How meditation taught me not to fear discomfort

I think that new years resolutions are both a crock of shit, and also pretty helpful in creating intentional change in our lives.  A central tenet of Buddhist Psychology is being able to hold two contrasting views as simultaneously true, so that’s the skill I’m employing here.

 

Sometimes people want to make a New Year’s Resolution about meditation, and they ask me why meditation is important.  There’s a lot of buzz about meditation practice, but why does it actually matter?  What happens when we meditate?

 

I have a hard time pitching meditation.  Its effects are so individual and multidimensional.  I’ve recently started talking about the ‘alchemy of meditation’, a phrase my clients have described as ‘annoying’ and ‘vague.’  I get that, but it also feels like it’s the best word for it.  It’s a seemingly magical and mysterious process of transformation, with something of real value coming out the other side. In an attempt to be more specific, I’ll tell you about one way that meditation has changed my experience in the world: the transformative power of not panicking about discomfort. 

 

One aspect of Buddhist Psychology is the foundational importance of Shamatha meditation.  This means ‘peaceful abiding’, and basically it means just sitting there, being with your breath, and tolerating your intolerable mind.  It’s simple, but it’s not easy.

 

One thing that happens when you meditate for any decent length of time is that you get physically uncomfortable.  Sitting in any position and not moving starts to feel crappy after a while, and it’s interesting to watch what your mind does when it starts to feel bad.  Early in my meditation journey, when I started to feel physical discomfort during meditation, my mind had a total field day.  I felt the perpetual knot in my right shoulder start to tighten, and I thought, “Oh here we go. This is only going to get worse. How long are we sitting right now? It’s going to get so much worse. I’m going to be in so much pain. It’ll probably be excruciating.  How bad would it be if I just gave up?  Maybe I should just give up.”  And I mean—this would occur approximately five minutes into a meditation sit.  The fear of how bad the discomfort would be was debilitating.  My mind would spin in the panic of discomfort. 

 

Over the years, I’ve learned to work with this discomfort in meditation differently.  When I notice discomfort, I just plain notice it. ‘Oh, my shoulder feels like shit? Interesting.’  Then I allow my awareness to let it go.  Then I feel the discomfort again, and my attention gets called back.  Sometimes the pain escalated, but many times, to my great surprise, it just stayed the same, or even dissipated.  And when it did escalate, I just watched it escalate.  Nothing was going to happen. No one was going to die because my shoulder hurt.  Sometimes my shoulder really hurt, and I felt agitated and frustrated, and I laid down in the meditation sangha to give myself a break.  And again, nobody died.

## [STORED ROWS]
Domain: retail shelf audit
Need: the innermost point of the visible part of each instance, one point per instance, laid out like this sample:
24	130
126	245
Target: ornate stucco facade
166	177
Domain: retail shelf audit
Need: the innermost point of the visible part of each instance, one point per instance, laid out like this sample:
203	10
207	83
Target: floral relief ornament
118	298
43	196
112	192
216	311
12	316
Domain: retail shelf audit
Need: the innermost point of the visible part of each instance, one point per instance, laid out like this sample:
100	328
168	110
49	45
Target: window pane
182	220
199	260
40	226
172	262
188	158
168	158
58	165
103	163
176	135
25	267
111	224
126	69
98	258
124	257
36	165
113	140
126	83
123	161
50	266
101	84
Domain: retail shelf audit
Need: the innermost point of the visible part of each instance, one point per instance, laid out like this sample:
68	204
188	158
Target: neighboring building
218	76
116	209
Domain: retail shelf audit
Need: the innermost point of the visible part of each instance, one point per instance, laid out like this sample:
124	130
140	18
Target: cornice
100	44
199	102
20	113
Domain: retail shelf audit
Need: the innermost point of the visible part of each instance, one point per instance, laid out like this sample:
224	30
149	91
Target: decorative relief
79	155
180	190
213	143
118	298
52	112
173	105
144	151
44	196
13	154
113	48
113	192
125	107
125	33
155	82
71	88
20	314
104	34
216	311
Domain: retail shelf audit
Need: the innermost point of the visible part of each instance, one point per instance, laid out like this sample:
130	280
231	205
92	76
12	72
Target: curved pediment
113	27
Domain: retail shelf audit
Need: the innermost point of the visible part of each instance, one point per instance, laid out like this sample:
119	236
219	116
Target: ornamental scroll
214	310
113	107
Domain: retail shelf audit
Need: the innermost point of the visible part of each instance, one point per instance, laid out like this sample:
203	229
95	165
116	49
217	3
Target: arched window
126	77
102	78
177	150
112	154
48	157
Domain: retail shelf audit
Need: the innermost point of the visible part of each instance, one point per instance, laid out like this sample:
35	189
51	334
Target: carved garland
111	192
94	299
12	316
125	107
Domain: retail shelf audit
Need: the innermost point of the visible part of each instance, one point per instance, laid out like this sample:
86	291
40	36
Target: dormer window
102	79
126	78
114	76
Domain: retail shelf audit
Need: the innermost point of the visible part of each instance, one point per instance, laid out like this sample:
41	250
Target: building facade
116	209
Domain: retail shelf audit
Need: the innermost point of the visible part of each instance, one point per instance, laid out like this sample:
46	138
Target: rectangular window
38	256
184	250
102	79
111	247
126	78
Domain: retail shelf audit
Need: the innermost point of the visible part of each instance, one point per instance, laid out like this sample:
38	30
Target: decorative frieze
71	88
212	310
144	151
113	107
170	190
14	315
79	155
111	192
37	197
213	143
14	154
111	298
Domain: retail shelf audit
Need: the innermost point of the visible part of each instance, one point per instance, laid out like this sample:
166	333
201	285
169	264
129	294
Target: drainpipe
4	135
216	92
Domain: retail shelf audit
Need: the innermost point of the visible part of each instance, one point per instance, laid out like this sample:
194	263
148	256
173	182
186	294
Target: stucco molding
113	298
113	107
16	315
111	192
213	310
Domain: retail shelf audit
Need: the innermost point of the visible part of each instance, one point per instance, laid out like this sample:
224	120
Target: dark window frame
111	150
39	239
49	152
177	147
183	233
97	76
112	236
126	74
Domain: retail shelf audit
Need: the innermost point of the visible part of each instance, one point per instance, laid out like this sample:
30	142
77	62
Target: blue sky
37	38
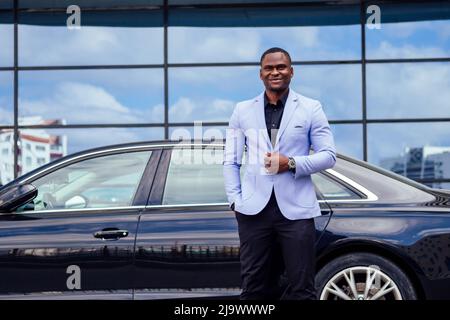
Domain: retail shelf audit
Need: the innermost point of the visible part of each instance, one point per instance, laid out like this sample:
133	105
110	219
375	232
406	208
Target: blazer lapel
261	118
289	108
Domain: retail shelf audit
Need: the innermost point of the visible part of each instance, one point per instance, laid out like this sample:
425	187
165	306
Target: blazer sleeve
234	148
322	142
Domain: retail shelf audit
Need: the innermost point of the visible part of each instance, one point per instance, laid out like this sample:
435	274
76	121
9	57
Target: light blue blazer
303	126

## [REQUIRED WORK]
Please name the meaning of Shamatha that the meditation essay gives.

## [TASK ANSWER]
It means "peaceful abiding."